> **What to produce**:
Please format everything from the line containing "the neck, that" down to the line containing "M125 65L127 65L130" as a JSON list of strings, one string per line and no blank lines.

(Records)
○ ○ ○ ○ ○
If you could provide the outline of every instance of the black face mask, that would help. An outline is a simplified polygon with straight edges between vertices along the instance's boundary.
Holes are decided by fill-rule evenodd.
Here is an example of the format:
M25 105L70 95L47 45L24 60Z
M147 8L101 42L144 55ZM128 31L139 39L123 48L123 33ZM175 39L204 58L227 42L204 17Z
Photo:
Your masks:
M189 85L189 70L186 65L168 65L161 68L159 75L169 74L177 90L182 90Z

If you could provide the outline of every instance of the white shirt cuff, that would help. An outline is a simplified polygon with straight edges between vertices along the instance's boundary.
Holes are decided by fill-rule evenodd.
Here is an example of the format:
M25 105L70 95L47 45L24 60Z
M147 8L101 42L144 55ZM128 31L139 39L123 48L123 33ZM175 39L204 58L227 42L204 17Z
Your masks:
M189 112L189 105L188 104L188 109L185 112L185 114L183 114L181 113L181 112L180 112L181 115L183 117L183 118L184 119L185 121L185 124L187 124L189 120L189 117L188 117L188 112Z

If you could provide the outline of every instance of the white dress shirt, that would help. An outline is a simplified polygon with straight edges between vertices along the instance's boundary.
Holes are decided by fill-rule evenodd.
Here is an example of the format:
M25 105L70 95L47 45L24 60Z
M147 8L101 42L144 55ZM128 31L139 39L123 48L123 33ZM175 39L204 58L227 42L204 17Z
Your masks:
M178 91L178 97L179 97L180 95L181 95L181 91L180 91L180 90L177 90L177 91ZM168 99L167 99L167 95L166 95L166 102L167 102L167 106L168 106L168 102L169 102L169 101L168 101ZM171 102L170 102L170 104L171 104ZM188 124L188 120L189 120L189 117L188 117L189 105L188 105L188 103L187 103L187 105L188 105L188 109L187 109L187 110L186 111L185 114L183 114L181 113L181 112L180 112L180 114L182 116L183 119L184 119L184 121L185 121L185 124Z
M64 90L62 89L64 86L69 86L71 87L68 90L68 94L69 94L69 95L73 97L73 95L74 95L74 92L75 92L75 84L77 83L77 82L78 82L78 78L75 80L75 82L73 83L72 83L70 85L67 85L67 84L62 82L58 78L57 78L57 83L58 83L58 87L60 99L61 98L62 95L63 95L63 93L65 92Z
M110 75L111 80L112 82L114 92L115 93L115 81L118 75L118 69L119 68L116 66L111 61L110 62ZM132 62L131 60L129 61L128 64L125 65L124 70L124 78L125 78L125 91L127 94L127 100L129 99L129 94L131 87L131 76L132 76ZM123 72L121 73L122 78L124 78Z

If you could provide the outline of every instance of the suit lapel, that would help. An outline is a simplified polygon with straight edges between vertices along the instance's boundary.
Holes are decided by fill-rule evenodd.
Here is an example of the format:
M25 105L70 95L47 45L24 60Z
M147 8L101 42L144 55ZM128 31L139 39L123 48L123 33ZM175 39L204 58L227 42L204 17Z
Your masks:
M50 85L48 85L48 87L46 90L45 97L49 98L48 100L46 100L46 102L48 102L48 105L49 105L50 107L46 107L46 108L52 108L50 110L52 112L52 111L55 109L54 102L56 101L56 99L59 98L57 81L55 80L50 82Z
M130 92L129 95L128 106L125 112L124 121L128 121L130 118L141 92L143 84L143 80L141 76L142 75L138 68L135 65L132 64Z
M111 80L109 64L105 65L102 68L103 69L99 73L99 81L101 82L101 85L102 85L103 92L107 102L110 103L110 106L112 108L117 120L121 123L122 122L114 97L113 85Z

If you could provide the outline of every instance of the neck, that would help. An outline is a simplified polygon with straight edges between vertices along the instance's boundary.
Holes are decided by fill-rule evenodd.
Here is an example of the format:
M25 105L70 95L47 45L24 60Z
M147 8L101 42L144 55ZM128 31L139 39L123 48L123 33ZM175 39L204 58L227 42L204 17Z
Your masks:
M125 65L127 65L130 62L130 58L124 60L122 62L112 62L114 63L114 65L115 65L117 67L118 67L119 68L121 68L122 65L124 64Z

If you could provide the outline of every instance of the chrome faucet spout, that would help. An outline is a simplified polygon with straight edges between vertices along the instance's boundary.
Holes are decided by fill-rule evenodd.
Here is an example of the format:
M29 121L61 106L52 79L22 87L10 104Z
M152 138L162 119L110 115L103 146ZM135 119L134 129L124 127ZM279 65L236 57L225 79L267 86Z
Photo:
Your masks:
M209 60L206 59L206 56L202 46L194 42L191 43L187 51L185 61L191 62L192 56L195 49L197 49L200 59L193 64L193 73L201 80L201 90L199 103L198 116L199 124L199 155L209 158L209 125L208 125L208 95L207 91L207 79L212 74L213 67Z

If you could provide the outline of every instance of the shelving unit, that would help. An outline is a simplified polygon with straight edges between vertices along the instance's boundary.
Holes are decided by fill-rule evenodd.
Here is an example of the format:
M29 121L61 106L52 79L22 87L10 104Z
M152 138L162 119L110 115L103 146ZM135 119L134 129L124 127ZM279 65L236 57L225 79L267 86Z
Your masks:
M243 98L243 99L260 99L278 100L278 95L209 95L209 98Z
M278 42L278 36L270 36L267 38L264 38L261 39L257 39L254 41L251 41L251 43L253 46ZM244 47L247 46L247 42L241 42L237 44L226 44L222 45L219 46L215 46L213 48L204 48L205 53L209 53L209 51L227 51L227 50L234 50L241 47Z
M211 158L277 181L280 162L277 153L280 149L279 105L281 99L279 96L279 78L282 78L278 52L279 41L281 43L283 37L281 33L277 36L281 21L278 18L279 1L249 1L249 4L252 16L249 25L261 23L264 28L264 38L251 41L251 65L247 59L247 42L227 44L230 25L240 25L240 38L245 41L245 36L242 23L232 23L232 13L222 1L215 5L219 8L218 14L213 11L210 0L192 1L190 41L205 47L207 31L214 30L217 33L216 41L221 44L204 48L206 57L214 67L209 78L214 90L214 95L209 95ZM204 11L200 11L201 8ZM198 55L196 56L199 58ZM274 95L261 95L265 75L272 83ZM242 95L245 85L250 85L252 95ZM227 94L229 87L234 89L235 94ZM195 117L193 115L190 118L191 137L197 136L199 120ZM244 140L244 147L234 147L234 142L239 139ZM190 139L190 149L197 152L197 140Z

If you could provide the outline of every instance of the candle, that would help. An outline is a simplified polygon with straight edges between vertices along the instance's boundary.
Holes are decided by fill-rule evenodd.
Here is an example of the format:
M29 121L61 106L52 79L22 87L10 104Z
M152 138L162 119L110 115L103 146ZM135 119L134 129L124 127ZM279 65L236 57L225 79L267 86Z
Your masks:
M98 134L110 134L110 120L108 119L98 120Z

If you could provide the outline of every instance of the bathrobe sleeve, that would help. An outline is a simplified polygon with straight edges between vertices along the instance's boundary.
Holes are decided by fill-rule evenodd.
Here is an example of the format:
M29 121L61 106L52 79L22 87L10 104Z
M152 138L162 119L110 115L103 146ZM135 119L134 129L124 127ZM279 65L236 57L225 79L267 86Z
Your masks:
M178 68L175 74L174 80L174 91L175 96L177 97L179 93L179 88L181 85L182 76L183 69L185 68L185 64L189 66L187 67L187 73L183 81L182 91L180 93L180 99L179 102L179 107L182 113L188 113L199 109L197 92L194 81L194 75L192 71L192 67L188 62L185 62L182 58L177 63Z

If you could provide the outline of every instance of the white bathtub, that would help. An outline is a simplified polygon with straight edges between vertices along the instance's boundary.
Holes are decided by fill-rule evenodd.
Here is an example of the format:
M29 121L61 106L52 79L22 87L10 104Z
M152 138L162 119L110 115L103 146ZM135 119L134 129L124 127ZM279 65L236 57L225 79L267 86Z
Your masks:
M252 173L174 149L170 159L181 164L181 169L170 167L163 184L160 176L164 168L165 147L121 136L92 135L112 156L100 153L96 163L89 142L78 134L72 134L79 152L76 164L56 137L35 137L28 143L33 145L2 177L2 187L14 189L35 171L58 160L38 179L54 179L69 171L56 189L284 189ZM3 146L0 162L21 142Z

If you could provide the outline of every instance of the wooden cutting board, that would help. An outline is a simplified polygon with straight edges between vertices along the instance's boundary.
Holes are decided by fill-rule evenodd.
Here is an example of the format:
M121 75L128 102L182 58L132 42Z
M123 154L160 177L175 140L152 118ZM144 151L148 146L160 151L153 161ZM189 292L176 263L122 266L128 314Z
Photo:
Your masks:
○ ○ ○ ○ ○
> **The answer**:
[
  "If you could provide the outline of every instance of the neck, that would help. An outline is a simplified polygon with straight edges between vertices along the instance's boundary.",
  "Holes are decided by fill-rule evenodd.",
  "Here is an example of the format:",
  "M25 105L70 95L47 45L24 60Z",
  "M147 8L101 42L144 55ZM128 31L139 39L123 48L123 33ZM175 39L204 58L227 42L204 17Z",
  "Your masks:",
  "M125 65L127 65L130 62L130 58L124 60L122 62L112 62L114 63L114 65L115 65L117 67L118 67L119 68L121 68L122 65L124 64Z"
]